BRIEF:
All lines in the records that carry the string "petal" are to be shown.

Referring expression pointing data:
>>>>
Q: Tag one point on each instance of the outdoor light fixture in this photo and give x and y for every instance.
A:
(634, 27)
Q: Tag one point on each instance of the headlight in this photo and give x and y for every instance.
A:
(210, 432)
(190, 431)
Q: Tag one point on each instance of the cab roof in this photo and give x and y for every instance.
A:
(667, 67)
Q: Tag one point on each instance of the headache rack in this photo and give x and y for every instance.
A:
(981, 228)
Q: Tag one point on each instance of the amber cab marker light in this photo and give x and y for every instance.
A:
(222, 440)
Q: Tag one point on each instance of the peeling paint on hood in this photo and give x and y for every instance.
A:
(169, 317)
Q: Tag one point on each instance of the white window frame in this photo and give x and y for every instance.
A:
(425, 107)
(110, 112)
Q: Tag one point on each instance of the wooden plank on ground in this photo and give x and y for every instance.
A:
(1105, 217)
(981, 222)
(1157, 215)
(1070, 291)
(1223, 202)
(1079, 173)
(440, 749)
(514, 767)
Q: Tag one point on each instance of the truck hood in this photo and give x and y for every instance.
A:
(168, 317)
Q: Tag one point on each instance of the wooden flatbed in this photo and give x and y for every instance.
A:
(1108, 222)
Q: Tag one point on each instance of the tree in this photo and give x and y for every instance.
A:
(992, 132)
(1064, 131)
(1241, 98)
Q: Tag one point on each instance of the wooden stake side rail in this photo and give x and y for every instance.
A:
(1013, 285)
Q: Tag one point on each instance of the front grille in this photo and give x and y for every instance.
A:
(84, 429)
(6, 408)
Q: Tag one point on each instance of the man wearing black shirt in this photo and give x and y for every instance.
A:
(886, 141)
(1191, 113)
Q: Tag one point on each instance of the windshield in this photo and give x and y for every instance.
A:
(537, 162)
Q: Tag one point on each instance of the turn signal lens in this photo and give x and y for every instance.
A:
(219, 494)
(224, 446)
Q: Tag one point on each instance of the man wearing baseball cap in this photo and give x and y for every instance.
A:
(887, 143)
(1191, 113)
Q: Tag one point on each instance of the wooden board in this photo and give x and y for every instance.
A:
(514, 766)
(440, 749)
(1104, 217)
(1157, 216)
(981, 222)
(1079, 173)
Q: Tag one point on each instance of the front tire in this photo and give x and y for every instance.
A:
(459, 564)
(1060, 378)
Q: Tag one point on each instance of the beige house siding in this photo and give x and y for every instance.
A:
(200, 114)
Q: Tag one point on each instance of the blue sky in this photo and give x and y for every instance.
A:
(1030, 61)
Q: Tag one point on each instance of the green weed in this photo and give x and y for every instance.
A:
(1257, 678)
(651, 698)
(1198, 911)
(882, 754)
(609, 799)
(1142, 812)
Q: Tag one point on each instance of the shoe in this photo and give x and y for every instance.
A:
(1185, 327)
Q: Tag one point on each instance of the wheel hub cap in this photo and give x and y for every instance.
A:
<<<<
>>>>
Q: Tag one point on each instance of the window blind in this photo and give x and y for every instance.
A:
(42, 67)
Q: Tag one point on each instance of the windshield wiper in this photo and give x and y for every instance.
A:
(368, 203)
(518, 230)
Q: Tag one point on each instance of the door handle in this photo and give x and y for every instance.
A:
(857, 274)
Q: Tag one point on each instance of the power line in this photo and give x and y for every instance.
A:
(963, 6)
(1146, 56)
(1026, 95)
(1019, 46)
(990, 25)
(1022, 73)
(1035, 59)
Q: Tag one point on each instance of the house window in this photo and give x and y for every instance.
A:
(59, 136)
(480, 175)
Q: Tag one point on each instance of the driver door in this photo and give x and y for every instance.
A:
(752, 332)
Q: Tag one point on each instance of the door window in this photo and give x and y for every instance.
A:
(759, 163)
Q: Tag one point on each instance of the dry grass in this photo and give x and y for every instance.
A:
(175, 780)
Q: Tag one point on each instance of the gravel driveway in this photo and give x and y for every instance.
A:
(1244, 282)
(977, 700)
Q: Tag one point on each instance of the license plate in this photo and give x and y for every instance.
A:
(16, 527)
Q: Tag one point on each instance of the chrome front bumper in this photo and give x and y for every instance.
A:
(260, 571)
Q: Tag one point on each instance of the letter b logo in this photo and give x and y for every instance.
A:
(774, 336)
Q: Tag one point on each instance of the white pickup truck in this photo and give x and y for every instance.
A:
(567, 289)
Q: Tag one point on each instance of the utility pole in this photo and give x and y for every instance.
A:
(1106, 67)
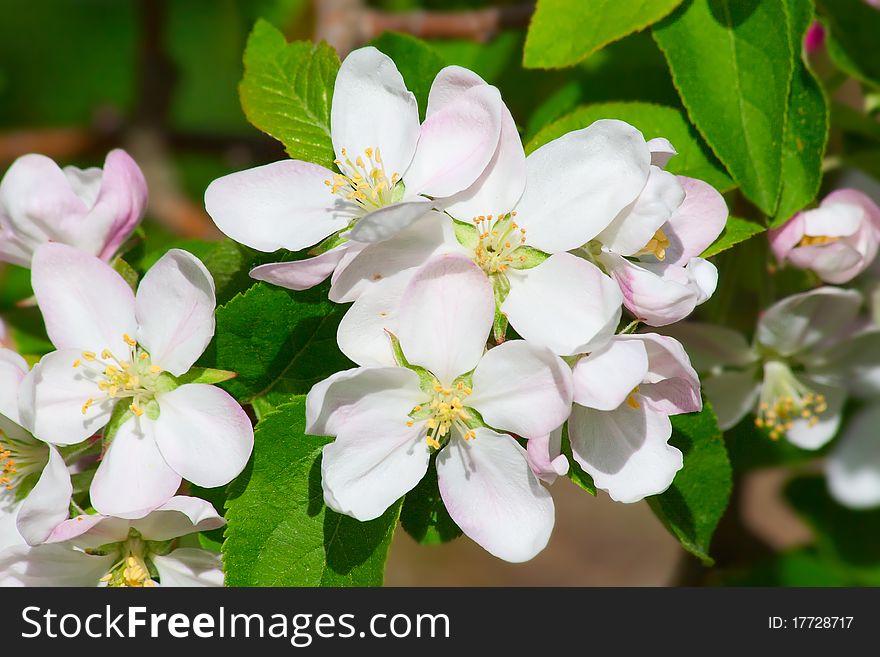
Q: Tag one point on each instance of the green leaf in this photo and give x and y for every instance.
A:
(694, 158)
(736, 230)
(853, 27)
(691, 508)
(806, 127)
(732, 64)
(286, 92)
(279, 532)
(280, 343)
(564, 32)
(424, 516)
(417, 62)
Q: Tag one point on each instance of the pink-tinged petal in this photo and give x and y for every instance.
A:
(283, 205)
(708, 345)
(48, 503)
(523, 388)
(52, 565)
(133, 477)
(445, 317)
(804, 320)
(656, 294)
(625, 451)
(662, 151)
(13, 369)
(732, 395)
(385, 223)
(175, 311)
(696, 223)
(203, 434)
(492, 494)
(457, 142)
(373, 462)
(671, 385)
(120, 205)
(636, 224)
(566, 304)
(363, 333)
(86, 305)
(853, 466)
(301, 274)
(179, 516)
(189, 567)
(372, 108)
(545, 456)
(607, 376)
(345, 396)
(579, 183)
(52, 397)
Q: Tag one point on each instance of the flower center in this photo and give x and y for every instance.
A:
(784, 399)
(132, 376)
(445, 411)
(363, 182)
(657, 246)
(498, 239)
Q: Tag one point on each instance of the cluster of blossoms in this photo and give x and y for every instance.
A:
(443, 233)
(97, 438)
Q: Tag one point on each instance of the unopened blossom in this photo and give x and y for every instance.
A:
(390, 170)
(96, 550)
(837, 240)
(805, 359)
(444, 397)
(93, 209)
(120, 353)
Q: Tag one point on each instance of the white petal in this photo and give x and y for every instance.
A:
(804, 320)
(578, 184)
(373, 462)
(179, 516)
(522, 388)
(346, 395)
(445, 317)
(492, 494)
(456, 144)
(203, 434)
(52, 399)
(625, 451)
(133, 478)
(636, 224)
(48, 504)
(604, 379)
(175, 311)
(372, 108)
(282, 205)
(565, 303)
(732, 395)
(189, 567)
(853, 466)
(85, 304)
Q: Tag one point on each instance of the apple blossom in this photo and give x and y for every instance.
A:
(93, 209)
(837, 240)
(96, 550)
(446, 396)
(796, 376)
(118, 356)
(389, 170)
<<<<
OUTPUT FOR THIS TASK:
Q: Tag one point on each instance of the pink-tinged petal in this photo and give x and y for every instance.
Q: Tag one point on each instance of the white petal in this photo and give x and y for every instance.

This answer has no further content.